- [ÜBUNGSAUFGABE] Kannst du die Zeilen sämtlicher Einträge unten Wort für Wort unverändert ausgeben und dabei die Bilder weglassen?

- [BEREITGESTELLTE ANGABEN]

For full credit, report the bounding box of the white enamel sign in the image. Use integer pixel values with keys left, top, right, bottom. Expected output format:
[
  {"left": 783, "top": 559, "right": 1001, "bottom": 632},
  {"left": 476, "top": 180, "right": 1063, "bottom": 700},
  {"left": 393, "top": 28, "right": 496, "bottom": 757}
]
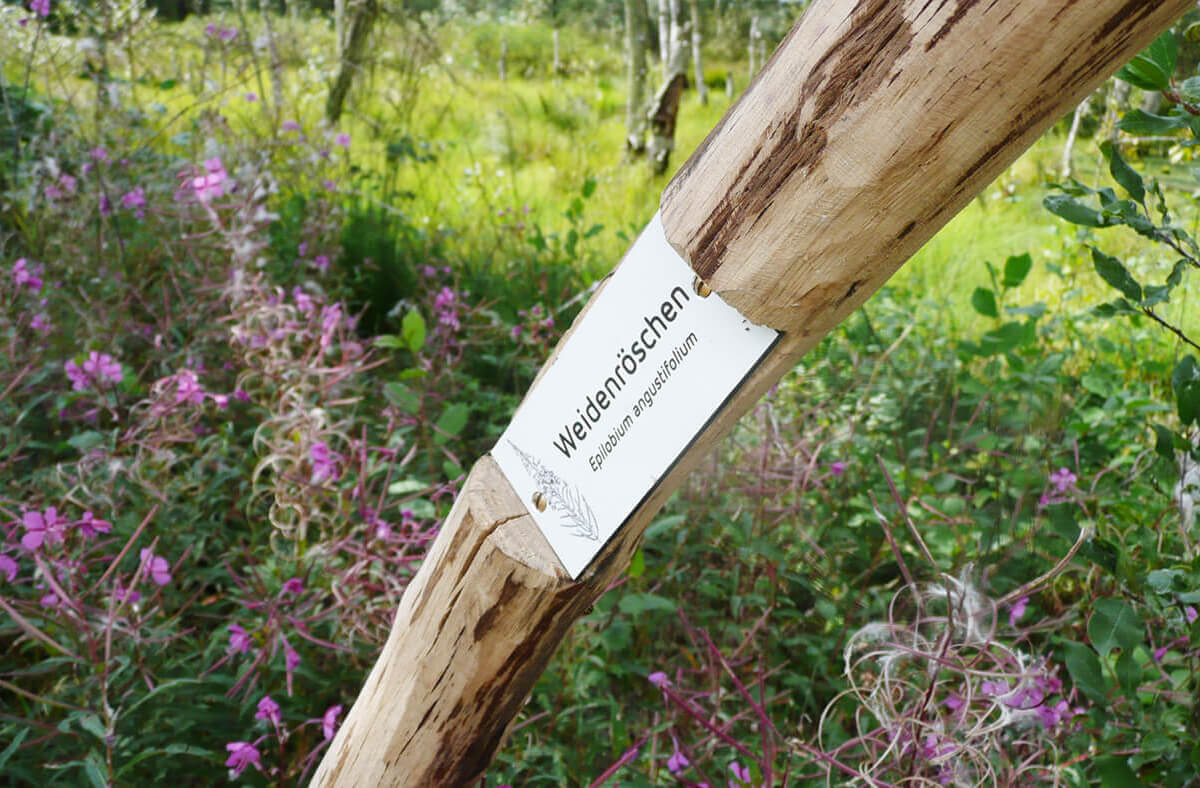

- [LÖSUNG]
For full credit, report the bounding box of the white enamel sign in the image. Use integer pixel values with keys left, top, right, bottom. Expected output format:
[
  {"left": 783, "top": 559, "right": 1001, "bottom": 632},
  {"left": 476, "top": 180, "right": 1063, "bottom": 700},
  {"left": 393, "top": 28, "right": 496, "bottom": 757}
]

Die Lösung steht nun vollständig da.